_Extract_:
>>>>

To work around IE style bugs, I use conditional includes to pull in specific
style sheets:
<!--[if IE]><link rel="stylesheet" type="text/css"
href="css/iebugfix.css"><![endif]-->
<!--[if IE 5]><link rel="stylesheet" type="text/css"
href="css/ie5bugfix.css"><![endif]-->
<!--[if IE 5.0]><link rel="stylesheet" type="text/css"
href="css/ie50bugfix.css"><![endif]-->
<!--[if IE 5.5]><link rel="stylesheet" type="text/css"
href="css/ie55bugfix.css"><![endif]-->
<!--[if IE 6]><link rel="stylesheet" type="text/css"
href="css/ie6bugfix.css"><![endif]-->

To check how the code looks in all browsers, I use browsercam.com (screenshots in
12 browsers, 5 OS, 3 screen resolutions).
I also try to break out the CSS1 styles so I can see what it looks like with only
CSS1 working.

<<<<

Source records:

>>>>

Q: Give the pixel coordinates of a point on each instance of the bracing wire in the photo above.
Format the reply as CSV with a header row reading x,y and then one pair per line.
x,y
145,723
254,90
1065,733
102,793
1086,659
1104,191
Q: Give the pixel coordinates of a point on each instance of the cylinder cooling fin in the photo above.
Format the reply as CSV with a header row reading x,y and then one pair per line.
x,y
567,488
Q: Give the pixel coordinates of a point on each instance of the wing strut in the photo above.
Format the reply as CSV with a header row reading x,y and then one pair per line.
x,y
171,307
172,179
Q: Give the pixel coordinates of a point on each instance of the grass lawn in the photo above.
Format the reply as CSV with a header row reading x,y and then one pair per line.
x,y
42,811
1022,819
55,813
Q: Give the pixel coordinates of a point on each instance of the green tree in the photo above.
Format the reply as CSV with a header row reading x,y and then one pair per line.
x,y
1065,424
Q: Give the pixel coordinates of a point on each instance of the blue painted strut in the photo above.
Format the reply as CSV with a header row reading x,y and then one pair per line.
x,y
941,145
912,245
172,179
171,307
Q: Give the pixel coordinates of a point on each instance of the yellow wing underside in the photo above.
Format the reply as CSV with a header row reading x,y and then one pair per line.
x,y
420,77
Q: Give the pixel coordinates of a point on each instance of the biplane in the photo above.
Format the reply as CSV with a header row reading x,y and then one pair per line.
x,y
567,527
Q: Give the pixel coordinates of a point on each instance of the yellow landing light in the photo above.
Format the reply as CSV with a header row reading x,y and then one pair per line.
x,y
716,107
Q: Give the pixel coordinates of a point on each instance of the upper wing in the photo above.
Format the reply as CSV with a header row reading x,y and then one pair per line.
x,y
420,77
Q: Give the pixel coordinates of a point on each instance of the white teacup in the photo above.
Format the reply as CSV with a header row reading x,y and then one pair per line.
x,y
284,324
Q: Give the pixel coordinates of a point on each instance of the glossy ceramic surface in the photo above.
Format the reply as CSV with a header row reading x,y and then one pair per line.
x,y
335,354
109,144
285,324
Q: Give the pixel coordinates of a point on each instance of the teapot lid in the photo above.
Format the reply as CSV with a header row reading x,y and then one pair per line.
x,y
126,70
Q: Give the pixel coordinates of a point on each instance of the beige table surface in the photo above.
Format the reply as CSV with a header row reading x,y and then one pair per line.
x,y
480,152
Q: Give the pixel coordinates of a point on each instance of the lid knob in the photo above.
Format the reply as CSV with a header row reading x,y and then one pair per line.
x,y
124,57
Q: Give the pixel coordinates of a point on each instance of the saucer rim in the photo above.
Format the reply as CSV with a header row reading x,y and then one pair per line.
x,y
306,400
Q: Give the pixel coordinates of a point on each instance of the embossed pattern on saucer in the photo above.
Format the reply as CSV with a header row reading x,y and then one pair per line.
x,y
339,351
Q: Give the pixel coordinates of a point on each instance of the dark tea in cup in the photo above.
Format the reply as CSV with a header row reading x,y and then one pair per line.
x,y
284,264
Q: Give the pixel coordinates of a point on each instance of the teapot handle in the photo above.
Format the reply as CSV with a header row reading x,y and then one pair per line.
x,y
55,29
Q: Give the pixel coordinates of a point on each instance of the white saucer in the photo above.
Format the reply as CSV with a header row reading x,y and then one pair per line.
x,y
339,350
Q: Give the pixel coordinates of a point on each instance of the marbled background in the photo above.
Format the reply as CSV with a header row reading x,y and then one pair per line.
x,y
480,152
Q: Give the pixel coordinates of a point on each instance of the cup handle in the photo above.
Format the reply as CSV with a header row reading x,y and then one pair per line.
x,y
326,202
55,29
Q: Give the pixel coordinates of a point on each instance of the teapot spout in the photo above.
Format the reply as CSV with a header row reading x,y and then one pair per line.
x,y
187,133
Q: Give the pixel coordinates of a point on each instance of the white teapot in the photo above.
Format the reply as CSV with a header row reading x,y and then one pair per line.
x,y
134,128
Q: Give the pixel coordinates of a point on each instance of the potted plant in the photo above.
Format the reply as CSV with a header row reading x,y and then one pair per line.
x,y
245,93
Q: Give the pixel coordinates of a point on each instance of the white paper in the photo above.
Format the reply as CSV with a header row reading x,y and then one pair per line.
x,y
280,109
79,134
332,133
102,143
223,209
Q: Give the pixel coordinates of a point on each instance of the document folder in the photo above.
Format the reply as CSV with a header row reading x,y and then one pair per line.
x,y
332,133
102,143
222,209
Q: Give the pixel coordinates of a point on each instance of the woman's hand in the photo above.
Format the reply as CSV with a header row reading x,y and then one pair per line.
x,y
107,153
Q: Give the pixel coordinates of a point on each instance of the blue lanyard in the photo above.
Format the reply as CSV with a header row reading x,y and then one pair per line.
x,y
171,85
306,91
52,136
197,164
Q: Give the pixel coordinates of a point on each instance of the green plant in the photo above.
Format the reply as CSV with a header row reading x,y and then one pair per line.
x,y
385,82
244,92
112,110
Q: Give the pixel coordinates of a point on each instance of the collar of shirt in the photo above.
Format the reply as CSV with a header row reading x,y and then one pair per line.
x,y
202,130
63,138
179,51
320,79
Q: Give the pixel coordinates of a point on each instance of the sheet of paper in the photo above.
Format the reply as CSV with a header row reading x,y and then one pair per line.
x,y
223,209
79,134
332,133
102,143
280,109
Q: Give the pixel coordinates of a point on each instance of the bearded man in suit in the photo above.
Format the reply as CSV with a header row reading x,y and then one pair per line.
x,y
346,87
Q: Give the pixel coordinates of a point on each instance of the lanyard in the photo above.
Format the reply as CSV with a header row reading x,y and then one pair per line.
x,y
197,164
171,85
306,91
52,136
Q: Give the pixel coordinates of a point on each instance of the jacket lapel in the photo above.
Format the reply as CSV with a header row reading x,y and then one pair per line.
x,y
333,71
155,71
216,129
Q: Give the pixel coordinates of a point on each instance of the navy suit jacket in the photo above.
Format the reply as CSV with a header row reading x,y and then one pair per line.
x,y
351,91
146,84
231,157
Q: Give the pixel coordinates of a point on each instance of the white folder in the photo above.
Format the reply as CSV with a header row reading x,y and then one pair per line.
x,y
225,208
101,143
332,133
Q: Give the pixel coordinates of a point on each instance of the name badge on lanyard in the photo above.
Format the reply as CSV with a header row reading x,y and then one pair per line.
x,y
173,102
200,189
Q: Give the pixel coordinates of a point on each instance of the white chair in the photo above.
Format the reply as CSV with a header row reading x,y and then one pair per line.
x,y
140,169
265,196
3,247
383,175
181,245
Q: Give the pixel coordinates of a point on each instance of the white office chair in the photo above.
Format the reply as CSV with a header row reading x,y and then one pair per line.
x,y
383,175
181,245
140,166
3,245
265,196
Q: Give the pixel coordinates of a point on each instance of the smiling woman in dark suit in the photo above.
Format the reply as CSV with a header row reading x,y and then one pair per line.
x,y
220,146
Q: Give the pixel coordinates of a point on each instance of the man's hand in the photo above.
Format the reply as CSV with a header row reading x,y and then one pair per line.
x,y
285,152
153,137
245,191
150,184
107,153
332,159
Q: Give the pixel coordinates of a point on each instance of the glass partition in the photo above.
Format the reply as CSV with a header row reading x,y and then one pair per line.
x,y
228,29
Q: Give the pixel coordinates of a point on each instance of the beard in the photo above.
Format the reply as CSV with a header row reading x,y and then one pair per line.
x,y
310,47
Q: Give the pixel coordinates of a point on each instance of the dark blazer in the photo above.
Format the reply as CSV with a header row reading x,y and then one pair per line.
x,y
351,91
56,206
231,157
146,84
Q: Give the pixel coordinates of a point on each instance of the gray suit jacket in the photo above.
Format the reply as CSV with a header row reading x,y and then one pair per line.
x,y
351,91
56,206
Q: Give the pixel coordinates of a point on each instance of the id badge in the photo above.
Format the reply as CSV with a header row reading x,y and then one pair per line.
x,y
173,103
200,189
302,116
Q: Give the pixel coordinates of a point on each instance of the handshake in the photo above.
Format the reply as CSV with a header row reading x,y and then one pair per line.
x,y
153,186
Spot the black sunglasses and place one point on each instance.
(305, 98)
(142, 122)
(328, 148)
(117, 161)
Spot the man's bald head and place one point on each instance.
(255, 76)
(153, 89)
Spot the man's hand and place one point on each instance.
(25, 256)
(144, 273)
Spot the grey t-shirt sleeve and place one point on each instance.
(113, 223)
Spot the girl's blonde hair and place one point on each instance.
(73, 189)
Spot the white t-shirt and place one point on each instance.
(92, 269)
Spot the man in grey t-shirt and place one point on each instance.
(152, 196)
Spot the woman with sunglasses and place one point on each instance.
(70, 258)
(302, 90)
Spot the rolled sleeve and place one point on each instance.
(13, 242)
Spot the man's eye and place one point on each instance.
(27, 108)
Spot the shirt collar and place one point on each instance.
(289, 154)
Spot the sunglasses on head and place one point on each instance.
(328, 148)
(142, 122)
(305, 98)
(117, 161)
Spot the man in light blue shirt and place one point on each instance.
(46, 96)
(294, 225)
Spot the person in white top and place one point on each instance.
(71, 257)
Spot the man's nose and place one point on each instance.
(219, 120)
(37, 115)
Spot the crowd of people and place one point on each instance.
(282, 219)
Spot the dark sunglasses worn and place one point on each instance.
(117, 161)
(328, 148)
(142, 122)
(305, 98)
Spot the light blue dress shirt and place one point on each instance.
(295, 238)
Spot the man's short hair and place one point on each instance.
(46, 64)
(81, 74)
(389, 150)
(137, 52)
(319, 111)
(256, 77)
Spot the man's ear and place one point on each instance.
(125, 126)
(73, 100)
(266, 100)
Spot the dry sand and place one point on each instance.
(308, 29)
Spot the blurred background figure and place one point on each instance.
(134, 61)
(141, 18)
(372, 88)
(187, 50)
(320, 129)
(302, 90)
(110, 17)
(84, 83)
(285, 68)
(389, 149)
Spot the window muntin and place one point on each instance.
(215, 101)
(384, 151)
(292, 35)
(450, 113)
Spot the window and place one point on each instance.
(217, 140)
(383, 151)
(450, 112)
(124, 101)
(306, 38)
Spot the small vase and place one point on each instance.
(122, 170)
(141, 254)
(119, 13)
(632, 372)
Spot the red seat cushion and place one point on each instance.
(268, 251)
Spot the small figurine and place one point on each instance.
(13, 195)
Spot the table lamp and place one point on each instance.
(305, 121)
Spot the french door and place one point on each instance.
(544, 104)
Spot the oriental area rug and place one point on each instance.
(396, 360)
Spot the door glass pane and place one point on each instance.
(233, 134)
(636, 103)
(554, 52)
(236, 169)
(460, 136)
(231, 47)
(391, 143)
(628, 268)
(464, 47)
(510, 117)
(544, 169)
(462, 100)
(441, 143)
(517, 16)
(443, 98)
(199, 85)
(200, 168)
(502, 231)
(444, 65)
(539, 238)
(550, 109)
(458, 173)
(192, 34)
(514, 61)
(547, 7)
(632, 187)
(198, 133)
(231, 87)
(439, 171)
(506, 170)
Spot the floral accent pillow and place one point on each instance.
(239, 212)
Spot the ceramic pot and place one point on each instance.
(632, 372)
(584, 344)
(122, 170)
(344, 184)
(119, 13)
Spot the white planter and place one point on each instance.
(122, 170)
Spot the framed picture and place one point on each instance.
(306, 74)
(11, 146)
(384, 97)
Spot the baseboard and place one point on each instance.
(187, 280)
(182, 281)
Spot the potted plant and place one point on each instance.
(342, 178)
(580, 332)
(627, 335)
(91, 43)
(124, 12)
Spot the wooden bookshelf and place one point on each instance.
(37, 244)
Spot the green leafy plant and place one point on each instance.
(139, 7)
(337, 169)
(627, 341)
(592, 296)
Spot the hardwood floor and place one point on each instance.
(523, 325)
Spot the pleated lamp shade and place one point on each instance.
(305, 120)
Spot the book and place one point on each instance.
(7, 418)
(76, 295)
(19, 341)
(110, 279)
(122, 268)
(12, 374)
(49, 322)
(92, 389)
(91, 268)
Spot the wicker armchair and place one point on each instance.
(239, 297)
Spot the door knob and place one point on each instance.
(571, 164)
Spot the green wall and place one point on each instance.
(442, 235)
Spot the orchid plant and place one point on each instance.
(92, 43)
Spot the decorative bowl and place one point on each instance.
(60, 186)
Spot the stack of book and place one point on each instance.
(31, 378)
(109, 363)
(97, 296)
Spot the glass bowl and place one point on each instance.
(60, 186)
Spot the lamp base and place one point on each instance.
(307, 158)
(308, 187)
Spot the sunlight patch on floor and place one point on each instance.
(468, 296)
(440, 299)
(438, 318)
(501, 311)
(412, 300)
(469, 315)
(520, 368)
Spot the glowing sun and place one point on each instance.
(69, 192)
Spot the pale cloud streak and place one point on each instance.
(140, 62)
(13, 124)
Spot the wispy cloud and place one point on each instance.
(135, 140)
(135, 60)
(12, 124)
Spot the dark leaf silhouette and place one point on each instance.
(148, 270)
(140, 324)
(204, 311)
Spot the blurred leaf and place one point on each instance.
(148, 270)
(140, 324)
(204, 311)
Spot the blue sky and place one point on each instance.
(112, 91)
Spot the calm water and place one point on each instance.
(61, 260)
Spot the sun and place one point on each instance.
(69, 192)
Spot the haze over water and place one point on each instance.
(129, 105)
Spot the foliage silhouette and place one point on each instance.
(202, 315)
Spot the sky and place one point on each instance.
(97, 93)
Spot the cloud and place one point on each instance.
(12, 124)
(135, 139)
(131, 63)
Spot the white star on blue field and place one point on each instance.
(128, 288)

<<<<

_Set problem A_: In the note on IE style bugs, what service is used to check how the code looks in all browsers?
_Set problem B_: Carry on the note on IE style bugs from its last sentence.
The records are not required for any of the work here.

_Task output A_: browsercam.com

_Task output B_:
Rick DeBay

On Sun, 22 Feb 2004 13:35 , Adam Hardy <[EMAIL PROTECTED]> sent:

>I just found out that my wonderful new CSS design looks complete rubbish 
>in Netscape 4 and in IE5 on Macs, so I'm thinking of checking the user's 
>user-agent request header to find out whether they can handle the style 
>sheet I've written.
>
>I'm thinking of writing a tag to do this and to output the whole style 
>sheet HTML link tag or not.
>
>I did check on jakarta to see whether one existed already, but all I 
>found was the request taglibrary, which would have to be combined with 
>some logic tags to achieve what I want.
>
>Am I right that this doesn't exist?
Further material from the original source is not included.